→ **Exercise details**
A verbatim copy of the data is wanted, minus any picture in it.

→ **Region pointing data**
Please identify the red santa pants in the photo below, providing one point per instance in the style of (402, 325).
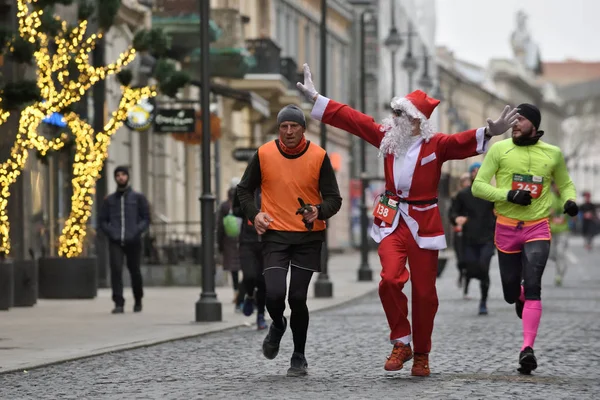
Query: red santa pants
(394, 251)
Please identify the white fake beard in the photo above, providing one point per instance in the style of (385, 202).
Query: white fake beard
(398, 136)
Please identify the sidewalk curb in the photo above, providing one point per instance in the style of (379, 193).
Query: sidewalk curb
(150, 343)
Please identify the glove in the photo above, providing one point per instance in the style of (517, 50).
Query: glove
(308, 88)
(521, 197)
(571, 208)
(506, 121)
(304, 207)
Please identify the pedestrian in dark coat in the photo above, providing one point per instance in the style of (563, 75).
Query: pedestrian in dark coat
(124, 217)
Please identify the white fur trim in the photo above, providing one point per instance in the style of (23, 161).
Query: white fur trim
(482, 141)
(319, 107)
(430, 242)
(378, 233)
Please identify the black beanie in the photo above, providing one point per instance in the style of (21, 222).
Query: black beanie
(532, 113)
(121, 168)
(291, 113)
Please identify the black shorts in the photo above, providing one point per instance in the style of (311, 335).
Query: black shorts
(303, 255)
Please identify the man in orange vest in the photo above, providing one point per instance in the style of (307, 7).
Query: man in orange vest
(286, 170)
(407, 223)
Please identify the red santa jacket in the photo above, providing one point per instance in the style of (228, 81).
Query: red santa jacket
(413, 178)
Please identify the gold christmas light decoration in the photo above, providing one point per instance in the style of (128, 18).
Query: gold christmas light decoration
(89, 159)
(92, 149)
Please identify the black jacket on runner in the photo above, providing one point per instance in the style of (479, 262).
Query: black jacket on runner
(328, 187)
(247, 232)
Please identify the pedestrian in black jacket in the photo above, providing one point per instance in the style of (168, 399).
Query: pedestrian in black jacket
(476, 216)
(251, 260)
(124, 217)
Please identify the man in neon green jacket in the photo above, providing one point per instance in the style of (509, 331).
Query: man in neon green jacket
(524, 168)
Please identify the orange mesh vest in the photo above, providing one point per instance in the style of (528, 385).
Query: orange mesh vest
(283, 180)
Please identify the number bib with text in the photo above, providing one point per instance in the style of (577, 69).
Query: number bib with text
(528, 182)
(386, 210)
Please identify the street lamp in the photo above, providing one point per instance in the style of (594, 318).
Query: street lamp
(208, 308)
(323, 286)
(364, 271)
(410, 62)
(393, 43)
(426, 82)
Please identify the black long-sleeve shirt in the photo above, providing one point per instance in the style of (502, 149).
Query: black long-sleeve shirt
(328, 186)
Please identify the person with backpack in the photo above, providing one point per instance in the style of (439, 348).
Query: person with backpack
(228, 231)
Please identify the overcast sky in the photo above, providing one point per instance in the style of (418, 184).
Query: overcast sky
(477, 30)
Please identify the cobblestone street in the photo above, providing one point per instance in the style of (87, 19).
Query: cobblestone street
(473, 357)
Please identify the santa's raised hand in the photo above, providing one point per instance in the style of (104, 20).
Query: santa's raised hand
(506, 121)
(308, 88)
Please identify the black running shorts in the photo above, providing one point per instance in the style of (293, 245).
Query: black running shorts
(303, 255)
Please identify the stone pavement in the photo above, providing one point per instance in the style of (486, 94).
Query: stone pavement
(473, 357)
(58, 330)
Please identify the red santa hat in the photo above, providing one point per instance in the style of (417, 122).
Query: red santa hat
(416, 105)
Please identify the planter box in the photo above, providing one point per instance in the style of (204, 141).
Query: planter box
(68, 278)
(26, 283)
(6, 285)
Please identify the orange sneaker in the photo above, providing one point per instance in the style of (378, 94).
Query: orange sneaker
(400, 354)
(420, 365)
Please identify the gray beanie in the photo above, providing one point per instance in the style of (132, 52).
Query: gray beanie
(291, 113)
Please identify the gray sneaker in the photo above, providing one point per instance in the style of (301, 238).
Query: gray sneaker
(271, 342)
(298, 365)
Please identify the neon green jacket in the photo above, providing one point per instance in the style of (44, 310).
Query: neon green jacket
(542, 160)
(556, 210)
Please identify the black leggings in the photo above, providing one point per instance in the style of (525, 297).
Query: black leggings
(276, 283)
(527, 266)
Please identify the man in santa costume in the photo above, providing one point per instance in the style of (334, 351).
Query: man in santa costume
(407, 223)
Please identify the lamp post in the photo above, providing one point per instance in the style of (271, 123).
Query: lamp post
(323, 286)
(393, 43)
(208, 308)
(426, 83)
(410, 62)
(364, 271)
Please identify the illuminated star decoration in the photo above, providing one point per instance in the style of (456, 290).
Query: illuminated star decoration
(91, 148)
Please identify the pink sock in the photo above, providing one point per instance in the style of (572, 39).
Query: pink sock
(532, 313)
(522, 296)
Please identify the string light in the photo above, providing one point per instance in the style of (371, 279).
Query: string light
(91, 148)
(88, 162)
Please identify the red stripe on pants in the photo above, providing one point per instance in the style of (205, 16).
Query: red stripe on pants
(394, 251)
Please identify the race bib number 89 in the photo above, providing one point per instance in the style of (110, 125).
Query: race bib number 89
(532, 183)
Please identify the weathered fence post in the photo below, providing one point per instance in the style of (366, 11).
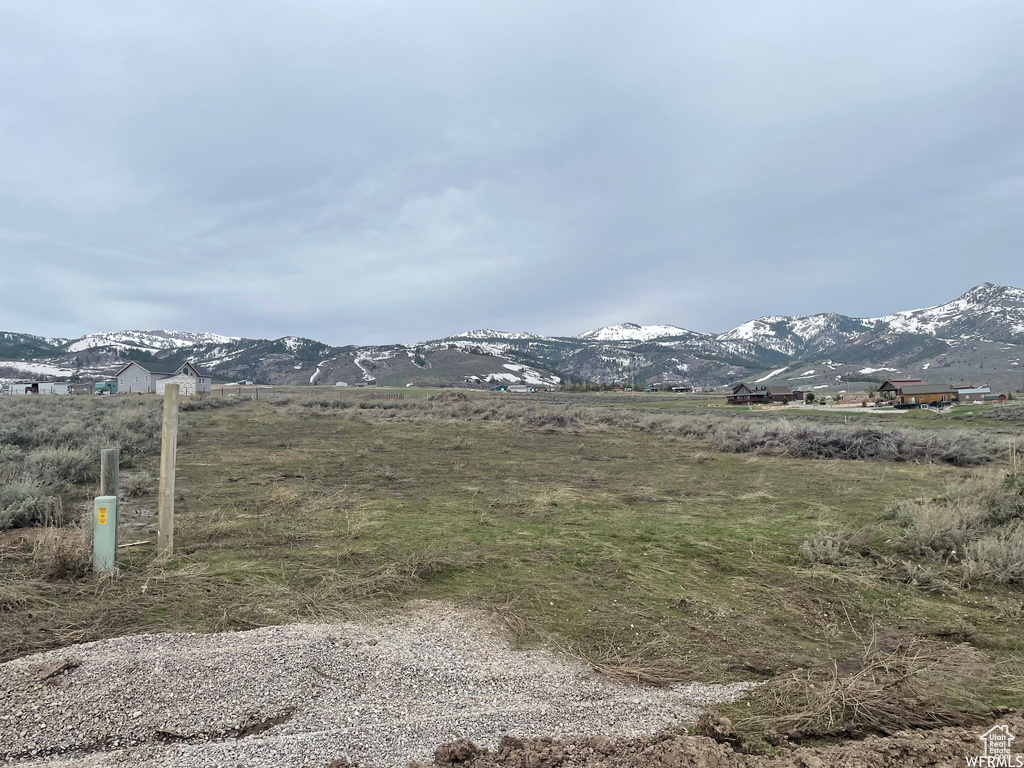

→ **Result of this exercise**
Please identify the red santa pants in the photo below, providing one point per instance in the style of (402, 325).
Query: red santa pants
(394, 251)
Please identify the white fake beard in the photo above, providing one point per instance in the style of (385, 202).
Query: white fake beard
(398, 136)
Please identify the sidewalk curb in the photo above, providing one point per instance in the style of (379, 193).
Query: sidewalk curb
(150, 343)
Please identify the glove in the photo above, providing one point per instance in the style of (517, 50).
Query: glove
(308, 88)
(521, 197)
(571, 208)
(506, 121)
(304, 207)
Please identify the pedestrian in dark coat in the photo above, providing one point per instance in the style of (563, 75).
Query: pedestrian in dark coat
(124, 217)
Please identify the white fur trim in the photo above, providing one point per instance in the style of (23, 161).
Query: white fur trim
(482, 141)
(319, 107)
(430, 242)
(378, 233)
Please identify the black beanie in the photo above, providing one point per instance in the style of (21, 222).
Query: black beanie
(532, 113)
(121, 168)
(291, 113)
Please identify the black shorts in the photo above, providing one point per instance in the style of (311, 335).
Query: black shorts
(303, 255)
Please identify the man in orange vest in the photo above, providing one point per instance in the style of (307, 7).
Query: man in orange vest
(286, 170)
(407, 223)
Please identify the red santa jacket in the photo above, providing one point per instance in the style of (228, 81).
Query: red santa jacket
(413, 178)
Please identify the gold christmas light decoration in the photo above, providing one point per instance in the style of (128, 18).
Query: gold christmas light decoration
(89, 159)
(92, 149)
Please identify the black jacket on runner in the photo above, providing one point per instance in the style of (479, 262).
Query: black jacket on runner
(328, 187)
(247, 232)
Please identify the pedestrian in black jacket in the photo above, providing one point per instance in the style of (168, 399).
Query: pedestrian in black jacket
(476, 216)
(251, 260)
(124, 217)
Please identify the man in neon green jacket in the photo above, providing one point per instance in the style of (509, 331).
Query: man in neon green jacket
(524, 168)
Please identify the orange mesh vest in the photo above, providing one point per instance in the style of (528, 385).
Query: orange mesh vest
(283, 180)
Please identify the number bib with text in the photo above, providing one point per instance in the style of (577, 69).
Query: number bib with text
(528, 182)
(386, 210)
Please identify the street lamp in the photo above, providing one point per instance in the style of (594, 318).
Query: street lamp
(208, 308)
(323, 286)
(364, 271)
(410, 62)
(393, 43)
(426, 82)
Please identify the black long-sleeve shirt in the photo above, providing one point per instance in the style of (502, 149).
Query: black long-sleeve shirt
(328, 186)
Please identify the person with backpack in the photo above, providing one point per instance in the style of (439, 348).
Query: person with backpack
(228, 231)
Please identify the overcast sky in the photo above, providing one point per instance in the style of (418, 184).
Query: overcast sky
(477, 30)
Please identify the cobblestone street in the photo above, providing one point per instance in the style of (87, 19).
Query: cobblestone street
(473, 357)
Please identify the santa's raised hand in the photo above, providing one point per instance in the style of (104, 20).
Query: santa's raised hand
(506, 121)
(308, 88)
Please identify the black running shorts in the photo above, providing one point per instance in the style of (293, 245).
Query: black running shorts
(303, 255)
Please identify the stone pavement in the photo above, providing one point per instance in the style of (486, 94).
Query: stone pavement
(473, 357)
(58, 330)
Please identify the red santa hat in the photo above, providing one point per instance in the style of (417, 122).
Query: red santa hat
(416, 105)
Please identify the planter box in the photo above, providing one point per instance in the style of (204, 141).
Query: planter box
(68, 278)
(26, 283)
(6, 285)
Please identify the orange sneaker in the photo above, providing one point per instance in the style of (378, 94).
Query: orange sneaker
(400, 354)
(420, 365)
Please identify the gray beanie in the photo above, providing one point per instance in the style of (132, 52).
Query: gray beanie
(291, 113)
Please identify the gray sneaker in the photo above, providing one point per instance in the style of (301, 238).
Query: gray sneaker
(271, 342)
(298, 365)
Please identify the neon green jacket in the photo above, providing one point per instance in the style of (44, 310).
Query: neon green jacket
(542, 160)
(556, 210)
Please identify the black leggings in the photo above, providing one point per instance in the style of (525, 297).
Query: black leggings
(276, 283)
(527, 266)
Please identify the man in santa costume in the photo above, providing one point per instance in the style of (334, 351).
Query: man in santa costume
(407, 223)
Please identify the lamp post in the photo above, providing one point per instance in the style of (271, 123).
Query: lamp post
(323, 286)
(393, 43)
(208, 308)
(426, 83)
(410, 62)
(364, 271)
Please identify the illuminated star decoration in the photo above, providing one point per instance in the style of (456, 290).
Query: illuminated star decoration
(91, 148)
Please identify the pink sock in the photo above, providing one point per instance in the style of (572, 39).
Query: pink sock
(532, 313)
(522, 296)
Please identify the string light in the photo above, providing one point per instance in the style of (371, 279).
Query: string light
(91, 148)
(88, 162)
Please identify the red stripe on pants in the photo above, providing one point per instance in the style of (205, 16).
Query: red stripe on pants
(394, 251)
Please identify the race bib number 89 in the photo above, providing one point per instance in the style of (110, 125).
Query: race bib number 89
(532, 183)
Please identify the weathered fence post in the photo below, providing one point per instance in the style of (366, 11).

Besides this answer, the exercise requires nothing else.